> _TASK LIST_
(A) Reproduce verbatim the portion of the forum thread on Rust compile times from "One thing that" to "to understand that.".
(B) Answer the following questions using the forum thread on Rust compile times:
(i) Whose cppcon talk does the first post cite?
(ii) According to the reply, what was the phrase "zero cost abstractions" always speaking about?
(iii) How many kinds of polymorphism does the thread say Rust has?

Start of TEXT EXTRACT

One thing that irks me is that they throw around the phrase zero cost abstraction a lot. And I just don’t buy it. Sure I get it, lots of things can be monomorphized so we don’t pay a runtime cost, but there is still a large compilation hit to do that, and it’s not zero cost to the programmer. One need only to look at Chandler Carruth’s cppcon talk “there are no zero cost abstractions” to understand that.


> It’s doing so many more checks for you then other compilers to prevent lots of problems that it’s bound to be slow.

The checks aren't the longest part of compile times, so that's not really it.

It is true that there are aspects of the design that lead to slower compile times than other languages, but it's more of what you're talking about at the end: monomorphization is great for a lack of runtime speed, but increases compile times. There's a lot more complexity here than simply "rust's safety checks are slow."

(And, "zero cost abstractions" was always speaking about runtime cost.)


If monomorphization is the killer, has the rust team considered adding a flag to compile all generics as trait objects in debug mode? Maybe there are some reasons this is impossible I haven’t thought of.


People have asked, but only some traits are object safe, for example. Maybe someone could come up with a way to make it work, but nobody has attempted to put in that work, and it would be much more complex than "oh just make this flag run the "trait object" codegen instead of the "monomorphization" codegen."

Also, in general, we don't like flags that change language semantics. This one might be acceptable though, but I'm not on the lang/compiler teams.


Why would it change language semantics? Haskell’s polymorphism to my eye seems about the same as rust’s, and it doesn’t need to worry about object safety


Haskell's polymorphism isn't the same as rust. Rust has two kinds of polymorphism.

Static dispatch:

  fn show<T>(a: T) -> String
  where T: Display
  {
    Display::fmt(a)
  }

  fn main() {
    show(1_i32);
    show(1.0_f32);
  }
is (handwaves) first translated to a version with no generics

  fn show_i32(a: i32) -> String {
    i32::fmt(a)
  }

  fn show_f32(a: f32) -> String {
    f32::fmt(a)

End of TEXT EXTRACT
Start of DATA SECTION

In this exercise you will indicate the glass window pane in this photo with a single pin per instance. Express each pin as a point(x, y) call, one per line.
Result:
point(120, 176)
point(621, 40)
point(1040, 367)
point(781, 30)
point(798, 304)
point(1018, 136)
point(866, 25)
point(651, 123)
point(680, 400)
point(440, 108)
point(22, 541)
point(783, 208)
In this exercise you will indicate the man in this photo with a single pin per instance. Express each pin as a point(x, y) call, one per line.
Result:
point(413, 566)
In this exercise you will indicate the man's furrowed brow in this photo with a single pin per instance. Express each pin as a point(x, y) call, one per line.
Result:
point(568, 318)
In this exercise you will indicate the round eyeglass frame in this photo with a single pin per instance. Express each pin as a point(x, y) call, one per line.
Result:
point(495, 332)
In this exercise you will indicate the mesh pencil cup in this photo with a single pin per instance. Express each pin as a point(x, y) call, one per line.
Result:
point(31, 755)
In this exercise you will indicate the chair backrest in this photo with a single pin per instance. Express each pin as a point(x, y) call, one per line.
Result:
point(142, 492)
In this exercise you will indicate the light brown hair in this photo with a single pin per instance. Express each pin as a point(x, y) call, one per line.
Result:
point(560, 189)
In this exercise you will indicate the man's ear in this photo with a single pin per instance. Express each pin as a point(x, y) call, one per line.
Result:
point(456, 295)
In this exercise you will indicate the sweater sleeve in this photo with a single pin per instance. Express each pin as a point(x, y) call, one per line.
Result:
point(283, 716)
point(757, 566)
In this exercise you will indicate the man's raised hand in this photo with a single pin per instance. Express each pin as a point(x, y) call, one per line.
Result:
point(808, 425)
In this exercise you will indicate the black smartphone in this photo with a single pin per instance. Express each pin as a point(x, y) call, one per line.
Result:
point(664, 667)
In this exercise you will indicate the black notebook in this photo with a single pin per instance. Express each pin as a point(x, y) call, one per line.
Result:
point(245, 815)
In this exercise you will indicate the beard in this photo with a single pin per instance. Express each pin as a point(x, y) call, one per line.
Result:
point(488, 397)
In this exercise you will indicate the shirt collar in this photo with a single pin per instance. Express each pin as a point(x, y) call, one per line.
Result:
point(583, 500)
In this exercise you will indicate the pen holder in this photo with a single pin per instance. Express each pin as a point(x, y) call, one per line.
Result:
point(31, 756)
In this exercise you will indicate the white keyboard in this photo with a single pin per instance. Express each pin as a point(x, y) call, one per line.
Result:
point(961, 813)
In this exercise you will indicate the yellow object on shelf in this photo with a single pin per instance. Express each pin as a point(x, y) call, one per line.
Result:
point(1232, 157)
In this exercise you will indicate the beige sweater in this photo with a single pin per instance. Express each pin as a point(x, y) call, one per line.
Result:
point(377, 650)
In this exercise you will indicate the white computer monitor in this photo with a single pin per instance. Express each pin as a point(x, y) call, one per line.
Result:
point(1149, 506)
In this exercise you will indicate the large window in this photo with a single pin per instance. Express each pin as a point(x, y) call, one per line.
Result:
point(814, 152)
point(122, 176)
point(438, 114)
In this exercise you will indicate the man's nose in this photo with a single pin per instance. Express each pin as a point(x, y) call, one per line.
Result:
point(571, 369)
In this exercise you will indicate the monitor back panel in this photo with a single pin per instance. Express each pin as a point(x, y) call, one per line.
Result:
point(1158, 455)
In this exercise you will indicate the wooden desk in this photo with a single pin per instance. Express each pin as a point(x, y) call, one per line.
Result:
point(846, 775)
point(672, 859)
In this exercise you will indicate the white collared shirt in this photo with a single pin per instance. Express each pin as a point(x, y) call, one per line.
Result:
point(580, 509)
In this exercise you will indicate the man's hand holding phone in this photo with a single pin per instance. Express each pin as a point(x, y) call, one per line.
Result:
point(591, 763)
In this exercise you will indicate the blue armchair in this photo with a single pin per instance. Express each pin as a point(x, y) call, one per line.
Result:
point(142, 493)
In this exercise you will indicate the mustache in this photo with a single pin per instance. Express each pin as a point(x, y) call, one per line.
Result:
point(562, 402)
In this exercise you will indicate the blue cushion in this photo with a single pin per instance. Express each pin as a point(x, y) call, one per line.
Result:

End of DATA SECTION

> _SOLUTIONS TO THE PROBLEMS_
(A)
One thing that irks me is that they throw around the phrase zero cost abstraction a lot. And I just don’t buy it. Sure I get it, lots of things can be monomorphized so we don’t pay a runtime cost, but there is still a large compilation hit to do that, and it’s not zero cost to the programmer. One need only to look at Chandler Carruth’s cppcon talk “there are no zero cost abstractions” to understand that.

(B)
(i) Chandler Carruth's
(ii) Runtime cost
(iii) Two